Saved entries

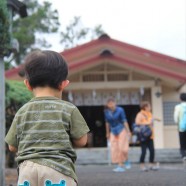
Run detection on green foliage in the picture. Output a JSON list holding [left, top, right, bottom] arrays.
[[5, 80, 32, 136], [5, 80, 32, 167], [12, 0, 60, 64], [61, 16, 105, 49], [6, 80, 33, 107], [5, 1, 104, 67], [0, 0, 11, 56]]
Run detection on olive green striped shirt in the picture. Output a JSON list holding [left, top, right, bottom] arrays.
[[5, 96, 89, 182]]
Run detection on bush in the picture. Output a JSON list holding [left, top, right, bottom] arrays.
[[5, 80, 32, 167]]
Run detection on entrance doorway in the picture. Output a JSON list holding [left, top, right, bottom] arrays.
[[78, 106, 106, 147], [121, 105, 140, 131], [78, 105, 140, 147]]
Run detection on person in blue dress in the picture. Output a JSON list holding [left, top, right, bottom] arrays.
[[104, 98, 131, 172]]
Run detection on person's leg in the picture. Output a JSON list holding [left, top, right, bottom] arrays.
[[18, 161, 77, 186], [179, 132, 185, 158], [140, 141, 147, 171], [37, 162, 77, 186], [118, 129, 129, 165], [180, 131, 186, 166], [182, 132, 186, 157], [118, 129, 131, 169], [148, 139, 155, 164], [110, 132, 119, 164], [148, 139, 159, 170], [17, 161, 38, 186], [110, 132, 125, 172], [140, 141, 147, 163]]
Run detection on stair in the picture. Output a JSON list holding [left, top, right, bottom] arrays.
[[76, 147, 182, 165]]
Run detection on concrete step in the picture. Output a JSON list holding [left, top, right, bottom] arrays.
[[76, 147, 182, 165]]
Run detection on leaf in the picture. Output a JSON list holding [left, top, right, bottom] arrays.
[[60, 16, 104, 49], [9, 0, 60, 66], [6, 80, 33, 107]]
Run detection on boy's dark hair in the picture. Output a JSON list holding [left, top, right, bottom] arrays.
[[24, 50, 68, 89], [180, 93, 186, 102]]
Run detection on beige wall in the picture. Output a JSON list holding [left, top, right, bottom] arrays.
[[162, 86, 179, 102], [151, 86, 164, 149], [179, 84, 186, 93], [162, 84, 186, 102], [164, 126, 179, 148]]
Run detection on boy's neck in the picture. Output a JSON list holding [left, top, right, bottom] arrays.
[[33, 87, 62, 99]]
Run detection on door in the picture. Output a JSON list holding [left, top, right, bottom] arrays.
[[78, 106, 107, 147]]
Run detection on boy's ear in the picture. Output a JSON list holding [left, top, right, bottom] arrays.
[[59, 80, 69, 91], [24, 79, 33, 91]]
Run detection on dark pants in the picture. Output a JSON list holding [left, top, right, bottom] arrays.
[[179, 131, 186, 158], [140, 139, 155, 163]]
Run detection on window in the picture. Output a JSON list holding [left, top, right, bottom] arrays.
[[163, 102, 179, 125], [83, 74, 104, 82], [107, 73, 128, 81]]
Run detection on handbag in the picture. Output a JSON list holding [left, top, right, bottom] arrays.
[[140, 125, 152, 140], [133, 124, 152, 142]]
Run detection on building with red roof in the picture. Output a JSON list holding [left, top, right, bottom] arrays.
[[6, 34, 186, 149]]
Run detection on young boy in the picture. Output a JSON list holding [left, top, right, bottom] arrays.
[[5, 50, 90, 186]]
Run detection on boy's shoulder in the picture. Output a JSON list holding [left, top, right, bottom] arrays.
[[16, 97, 77, 115], [54, 99, 77, 111]]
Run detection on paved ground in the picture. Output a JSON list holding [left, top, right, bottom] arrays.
[[77, 164, 186, 186], [5, 163, 186, 186]]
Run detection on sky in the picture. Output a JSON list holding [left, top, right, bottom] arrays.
[[40, 0, 186, 60]]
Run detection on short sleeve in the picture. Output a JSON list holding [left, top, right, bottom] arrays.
[[70, 107, 90, 139], [5, 116, 18, 148]]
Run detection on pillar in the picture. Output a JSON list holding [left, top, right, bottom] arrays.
[[151, 86, 164, 149]]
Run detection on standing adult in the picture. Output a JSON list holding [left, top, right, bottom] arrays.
[[104, 98, 131, 172], [174, 93, 186, 162], [135, 101, 159, 171]]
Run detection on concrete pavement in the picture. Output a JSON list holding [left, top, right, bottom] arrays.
[[76, 164, 186, 186], [6, 163, 186, 186]]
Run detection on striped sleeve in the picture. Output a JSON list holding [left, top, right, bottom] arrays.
[[70, 107, 90, 139], [5, 115, 18, 148]]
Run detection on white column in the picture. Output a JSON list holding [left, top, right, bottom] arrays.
[[151, 86, 164, 149]]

* [Task description]
All of the lines above should be printed exactly, minus the pictures.

* [Task response]
Run detection on green foliage in the picture. Output a JSON list holding [left, top, right, bottom] arrays.
[[5, 80, 32, 136], [5, 80, 32, 167], [12, 0, 60, 64], [61, 16, 105, 49], [6, 80, 33, 107], [5, 1, 104, 67], [0, 0, 11, 56]]
Run detection on olive green striped shirt in the picture. Output a JSON list holding [left, top, right, bottom] arrays.
[[5, 96, 89, 182]]
Run detection on bush in the picture. Output a JSON list holding [left, top, right, bottom] arrays.
[[5, 80, 32, 167]]
Run detection on entrance doorway in the picture. Output a JSON list holding [left, top, right, bottom] arrays.
[[78, 106, 106, 147], [121, 105, 140, 131], [78, 105, 140, 147]]
Run detection on person in blue dress in the picture. Output a JSON list holding [left, top, right, bottom] arrays.
[[104, 98, 131, 172]]
Run detection on person's leg in the picture. Output a JSON list holding [left, top, right, bottom] arrays.
[[18, 161, 77, 186], [179, 132, 185, 158], [140, 141, 147, 171], [37, 162, 77, 186], [118, 129, 129, 165], [180, 131, 186, 166], [182, 132, 186, 157], [118, 129, 131, 169], [148, 139, 155, 164], [110, 132, 119, 164], [148, 139, 159, 170], [17, 161, 38, 186], [110, 132, 125, 172], [140, 141, 147, 163]]
Run detection on stair in the picture. Output a JSON list holding [left, top, right, bottom] arrays.
[[76, 147, 182, 165]]
Run detection on concrete step in the picture. Output a JSON list holding [left, top, right, bottom] arrays.
[[76, 147, 182, 165]]
Run detection on leaf in the picture. Output a JSON list holding [left, top, right, bottom] arrays.
[[60, 16, 104, 49], [9, 0, 60, 66], [6, 80, 33, 107]]
Run detection on boy's dark hair in the picture. Output a JSON list holding [left, top, right, bottom] arrays.
[[24, 50, 68, 89], [180, 93, 186, 102]]
Run detection on beige wall in the picture. Output a JSON list holding [left, top, right, bottom] arrays.
[[162, 86, 179, 102], [151, 86, 164, 149], [179, 84, 186, 93], [162, 84, 186, 102], [164, 126, 179, 148]]
Run detection on boy's neck in the picture. Output a JSON list holding [left, top, right, bottom] arrays.
[[33, 87, 62, 99]]
Run detection on door in the picture. Output a JSON list holding [left, top, right, bottom] arrays.
[[78, 106, 107, 147]]
Run detection on boy's ear in the picture. Output a JSON list holding [left, top, right, bottom] arrays.
[[59, 80, 69, 91], [24, 79, 33, 91]]
Run detection on dark pants in the picture. Output a JSON list holding [left, top, right, bottom] arrays.
[[179, 131, 186, 158], [140, 139, 155, 163]]
Run detection on window in the picture. Output a JSON list holding [left, top, right, bottom] arrays.
[[163, 102, 179, 125], [83, 74, 104, 82], [107, 73, 128, 81]]
Run detection on handbag in the picture. Output a JSON list holding [left, top, right, bottom] arrays.
[[140, 125, 152, 140], [133, 124, 152, 142]]
Run detection on building with red roof in the picture. Output a JSON list holding [left, top, right, bottom] arrays.
[[6, 34, 186, 149]]
Run detection on young boy in the picture. Output a JSON list holding [left, top, right, bottom] arrays.
[[5, 50, 90, 186]]
Run detection on boy's shoulder in the picture. Output a JSON list holding [left, top, right, bottom] arrays.
[[16, 97, 77, 115], [54, 99, 77, 111]]
Run detection on paved ground in the picture. Output a JSON list holding [left, top, right, bottom] arrays.
[[77, 164, 186, 186], [5, 163, 186, 186]]
Run detection on sky in the picture. Output a JSON list holding [left, top, right, bottom] arrays.
[[40, 0, 186, 60]]
Run detection on short sleeve in the picture. Output a JSON list holding [left, top, right, bottom] arrays.
[[70, 107, 90, 139], [5, 116, 18, 148]]
Run detection on pillar in the picture. Output a JSON list holding [left, top, right, bottom] arrays.
[[151, 86, 164, 149]]
Run detection on standing adult in the picture. Output a JSON list holding [left, top, right, bottom] arrays.
[[104, 98, 131, 172], [174, 93, 186, 162], [135, 101, 159, 171]]
Run detection on concrete pavement in the picture. Output a JSON list holding [left, top, right, bottom] arrays.
[[76, 164, 186, 186], [6, 163, 186, 186]]
Run detection on striped sleeve in the picture. Output a JSON list holding [left, top, right, bottom] arrays.
[[70, 107, 90, 139], [5, 115, 18, 148]]
Run detection on white column in the picture. Output a JSON list holding [left, top, right, bottom] arrays.
[[151, 86, 164, 149]]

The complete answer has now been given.